▶ YOUR INSTRUCTIONS
Convert each line of the material below into a JSON list of strings, one string per line, leaving out blank lines.

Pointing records

· · · · · · ·

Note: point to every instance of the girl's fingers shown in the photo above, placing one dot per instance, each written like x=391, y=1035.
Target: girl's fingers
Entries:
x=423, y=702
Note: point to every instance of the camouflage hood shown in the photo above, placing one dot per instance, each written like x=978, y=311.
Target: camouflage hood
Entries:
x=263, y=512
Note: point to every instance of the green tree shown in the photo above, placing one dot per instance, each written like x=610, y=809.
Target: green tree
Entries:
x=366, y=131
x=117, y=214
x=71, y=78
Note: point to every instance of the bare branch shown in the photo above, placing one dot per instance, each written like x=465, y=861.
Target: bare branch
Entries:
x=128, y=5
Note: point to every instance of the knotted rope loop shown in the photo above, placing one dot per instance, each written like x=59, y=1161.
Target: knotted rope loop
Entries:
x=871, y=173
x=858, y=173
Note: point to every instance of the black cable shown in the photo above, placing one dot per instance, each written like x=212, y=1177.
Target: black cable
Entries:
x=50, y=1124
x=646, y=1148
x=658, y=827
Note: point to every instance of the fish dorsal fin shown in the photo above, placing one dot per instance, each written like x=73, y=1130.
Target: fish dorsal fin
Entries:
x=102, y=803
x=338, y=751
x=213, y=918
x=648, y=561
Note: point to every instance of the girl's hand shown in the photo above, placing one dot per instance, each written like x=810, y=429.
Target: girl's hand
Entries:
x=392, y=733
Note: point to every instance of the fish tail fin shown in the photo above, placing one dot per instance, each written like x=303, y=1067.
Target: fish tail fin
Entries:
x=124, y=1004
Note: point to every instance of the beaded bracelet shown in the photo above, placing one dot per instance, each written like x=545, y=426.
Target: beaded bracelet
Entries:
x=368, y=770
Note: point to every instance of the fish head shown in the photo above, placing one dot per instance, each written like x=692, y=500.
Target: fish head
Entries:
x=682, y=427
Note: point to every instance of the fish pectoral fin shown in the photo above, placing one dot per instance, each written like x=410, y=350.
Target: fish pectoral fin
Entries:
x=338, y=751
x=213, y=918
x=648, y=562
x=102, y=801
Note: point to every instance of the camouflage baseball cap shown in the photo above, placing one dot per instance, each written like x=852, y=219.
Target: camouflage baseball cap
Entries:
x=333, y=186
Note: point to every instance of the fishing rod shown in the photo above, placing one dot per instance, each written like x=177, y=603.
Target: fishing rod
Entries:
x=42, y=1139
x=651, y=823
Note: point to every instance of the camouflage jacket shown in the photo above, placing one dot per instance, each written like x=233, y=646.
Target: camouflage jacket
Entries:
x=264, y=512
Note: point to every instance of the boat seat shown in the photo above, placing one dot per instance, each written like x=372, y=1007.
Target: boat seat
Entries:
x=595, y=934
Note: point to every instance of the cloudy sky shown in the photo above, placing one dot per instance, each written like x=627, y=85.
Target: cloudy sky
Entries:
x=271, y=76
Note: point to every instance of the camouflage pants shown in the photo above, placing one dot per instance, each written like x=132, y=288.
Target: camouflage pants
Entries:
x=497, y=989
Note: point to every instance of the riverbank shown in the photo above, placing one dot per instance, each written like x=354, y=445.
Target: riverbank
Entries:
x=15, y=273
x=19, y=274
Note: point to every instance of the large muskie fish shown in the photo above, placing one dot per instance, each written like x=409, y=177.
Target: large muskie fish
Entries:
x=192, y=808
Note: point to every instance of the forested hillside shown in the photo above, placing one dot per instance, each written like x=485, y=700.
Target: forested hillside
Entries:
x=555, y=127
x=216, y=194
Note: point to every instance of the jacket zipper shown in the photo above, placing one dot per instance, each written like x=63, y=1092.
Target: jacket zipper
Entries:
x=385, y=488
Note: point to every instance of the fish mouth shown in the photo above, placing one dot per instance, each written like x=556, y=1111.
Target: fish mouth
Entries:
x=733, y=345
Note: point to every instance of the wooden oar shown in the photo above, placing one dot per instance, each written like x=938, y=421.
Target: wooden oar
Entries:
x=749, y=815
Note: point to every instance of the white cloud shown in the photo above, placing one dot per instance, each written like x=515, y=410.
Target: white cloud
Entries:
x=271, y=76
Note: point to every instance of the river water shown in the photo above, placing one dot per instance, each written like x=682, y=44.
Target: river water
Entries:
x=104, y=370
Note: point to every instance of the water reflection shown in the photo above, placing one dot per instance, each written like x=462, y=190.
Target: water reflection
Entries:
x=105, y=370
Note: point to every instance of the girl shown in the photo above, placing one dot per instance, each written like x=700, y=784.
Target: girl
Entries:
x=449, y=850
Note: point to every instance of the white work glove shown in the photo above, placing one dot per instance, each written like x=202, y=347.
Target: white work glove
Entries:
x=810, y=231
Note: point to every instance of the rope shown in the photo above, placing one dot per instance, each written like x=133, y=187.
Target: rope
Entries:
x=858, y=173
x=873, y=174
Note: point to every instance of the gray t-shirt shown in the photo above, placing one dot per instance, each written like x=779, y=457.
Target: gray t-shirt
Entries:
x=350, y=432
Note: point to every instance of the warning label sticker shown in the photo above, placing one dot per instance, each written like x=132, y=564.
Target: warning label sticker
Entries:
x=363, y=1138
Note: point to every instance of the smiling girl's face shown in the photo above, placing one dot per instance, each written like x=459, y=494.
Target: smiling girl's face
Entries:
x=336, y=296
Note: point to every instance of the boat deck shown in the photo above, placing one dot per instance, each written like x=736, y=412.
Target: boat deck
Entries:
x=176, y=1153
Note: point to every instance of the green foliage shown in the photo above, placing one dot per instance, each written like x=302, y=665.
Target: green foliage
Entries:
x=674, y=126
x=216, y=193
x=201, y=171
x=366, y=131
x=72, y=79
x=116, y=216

· · · · · · ·

▶ IN RESPONSE
[
  "Note: point to every instance of the girl's fingers shown in the photo above, placing one dot per instance, each written like x=391, y=1035.",
  "Target: girl's fingers",
  "Entries:",
  "x=423, y=702",
  "Note: point to every instance of the camouflage hood shown in the photo above, placing one dot per instance, each written like x=978, y=311.",
  "Target: camouflage hood",
  "Entries:",
  "x=263, y=512",
  "Note: point to every instance of the green tree shown in the photo above, placing one dot per instance, each written like x=610, y=809.",
  "Target: green tree",
  "Entries:",
  "x=366, y=131",
  "x=117, y=214",
  "x=71, y=78",
  "Note: point to every instance of the bare branch shown in the photo above, placing one dot per instance, each written like x=465, y=861.",
  "Target: bare branch",
  "Entries:",
  "x=128, y=5",
  "Note: point to every instance of the knotted rope loop shown in the photo above, placing one dot per instance, each written like x=59, y=1161.",
  "Target: knotted rope loop",
  "Entries:",
  "x=871, y=173",
  "x=858, y=173",
  "Note: point to every instance of the black cable shown in the photo above, placing one dot per instance, each written like x=212, y=1177.",
  "Target: black cable",
  "Entries:",
  "x=50, y=1124",
  "x=646, y=1148",
  "x=658, y=827",
  "Note: point to every instance of the fish dorsal fin shown in the photo above, placing one dot per instance, each written like x=73, y=1130.",
  "Target: fish dorsal fin",
  "Entries:",
  "x=102, y=803",
  "x=338, y=751",
  "x=213, y=918",
  "x=648, y=561",
  "Note: point to every instance of the girl's hand shown in the photo above, placing one dot per instance, each written like x=810, y=429.",
  "Target: girl's hand",
  "Entries:",
  "x=392, y=733",
  "Note: point to every instance of the fish tail fin shown in the photo above, placing one dot per instance, each written like x=303, y=1067.",
  "Target: fish tail fin",
  "Entries:",
  "x=124, y=1004",
  "Note: point to every instance of the beaded bracelet shown in the photo above, placing one dot per instance, each written like x=545, y=426.",
  "Target: beaded bracelet",
  "Entries:",
  "x=368, y=770",
  "Note: point to every instance of the fish head shown in the photo above, placing one dot per instance, each written like x=692, y=500.",
  "Target: fish head",
  "Entries:",
  "x=682, y=427",
  "Note: point to every instance of the fish pectoral fin shown in the photo above, placing one dot per instance, each written like x=410, y=350.",
  "Target: fish pectoral fin",
  "Entries:",
  "x=338, y=751",
  "x=213, y=918",
  "x=648, y=562",
  "x=102, y=801",
  "Note: point to every instance of the camouflage baseball cap shown in the photo above, placing one dot per instance, each written like x=852, y=219.",
  "Target: camouflage baseball cap",
  "Entries:",
  "x=333, y=186",
  "Note: point to every instance of the fishing rod shown in the photo above, placing one dot per instance, each written like x=177, y=603.",
  "Target: fishing rod",
  "Entries:",
  "x=42, y=1139",
  "x=651, y=823",
  "Note: point to every instance of the camouflage jacket shown in the photo above, placing one dot per instance, each written like x=233, y=646.",
  "Target: camouflage jacket",
  "Entries:",
  "x=264, y=512",
  "Note: point to every instance of the boat seat shown in the photo above, placing one dot per instance, each written like x=372, y=1007.",
  "Target: boat seat",
  "Entries:",
  "x=595, y=934",
  "Note: point to every instance of the cloudy sky shown in the photo above, placing one dot per instance, each written like x=627, y=85.",
  "Target: cloudy sky",
  "Entries:",
  "x=271, y=76",
  "Note: point to every instance of the camouflage pants shown in the photo above, placing one dot per instance, each written like x=132, y=288.",
  "Target: camouflage pants",
  "Entries:",
  "x=497, y=989",
  "Note: point to every instance of the riverbank shown in the photo above, placing one dot per instance, each written like x=354, y=445.",
  "Target: riverbank",
  "Entries:",
  "x=15, y=273",
  "x=19, y=274",
  "Note: point to every instance of the large muskie fish shown in the photo above, placing one dot per instance, each written like x=409, y=177.",
  "Target: large muskie fish",
  "Entries:",
  "x=192, y=808",
  "Note: point to every instance of the forested hillside shown in the photo above, placing one dot per instance, each written like x=485, y=700.",
  "Target: forested hillside",
  "Entries:",
  "x=555, y=127",
  "x=216, y=194",
  "Note: point to every instance of the jacket zipper shown in the photo above, placing one dot per instance, each written like x=63, y=1092.",
  "Target: jacket zipper",
  "Entries:",
  "x=385, y=488",
  "Note: point to every instance of the fish mouth shown in the photo above, placing one dot per instance, each written like x=556, y=1111.",
  "Target: fish mouth",
  "Entries:",
  "x=733, y=345",
  "Note: point to every instance of the wooden oar shown in the photo above, placing one dot per instance, each written like x=938, y=421.",
  "Target: wooden oar",
  "Entries:",
  "x=749, y=815",
  "Note: point to every instance of the white cloud shown in the photo above, placing one dot per instance, each written like x=515, y=410.",
  "Target: white cloud",
  "Entries:",
  "x=271, y=76",
  "Note: point to every instance of the river water shown in the photo above, placing one dot per instance, each written like x=682, y=44.",
  "Target: river water",
  "Entries:",
  "x=104, y=370",
  "Note: point to every instance of the water reflection shown in the photo above, placing one dot per instance, each written like x=462, y=190.",
  "Target: water reflection",
  "Entries:",
  "x=105, y=370",
  "Note: point to every instance of the girl shown in the photo above, placing one dot per instance, each written like x=700, y=784.",
  "Target: girl",
  "Entries:",
  "x=449, y=850",
  "Note: point to every instance of the white work glove shown in the photo above, placing one dot per instance, each written like x=202, y=347.",
  "Target: white work glove",
  "Entries:",
  "x=810, y=231",
  "Note: point to every instance of the rope shown in the photo above, placing one dot per instance, each written like x=133, y=187.",
  "Target: rope",
  "Entries:",
  "x=858, y=173",
  "x=873, y=174",
  "Note: point to every instance of the gray t-shirt shown in the photo above, placing one dot per instance, each written like x=779, y=457.",
  "Target: gray t-shirt",
  "Entries:",
  "x=350, y=432",
  "Note: point to every instance of the warning label sticker shown in the photo above, placing one dot per instance, each written like x=132, y=564.",
  "Target: warning label sticker",
  "Entries:",
  "x=363, y=1138",
  "Note: point to every instance of the smiling girl's face shown in the photo above, placing one dot per instance, each written like x=459, y=494.",
  "Target: smiling girl's face",
  "Entries:",
  "x=336, y=296",
  "Note: point to every instance of the boat deck shown in the photo above, placing one dot per instance, each written like x=736, y=412.",
  "Target: boat deck",
  "Entries:",
  "x=176, y=1153",
  "Note: point to every instance of the green foliage shown in the photo above, placing one dot per instance, each written like x=302, y=665.",
  "Target: green foliage",
  "Entries:",
  "x=674, y=126",
  "x=216, y=193",
  "x=201, y=171",
  "x=366, y=131",
  "x=72, y=79",
  "x=116, y=216"
]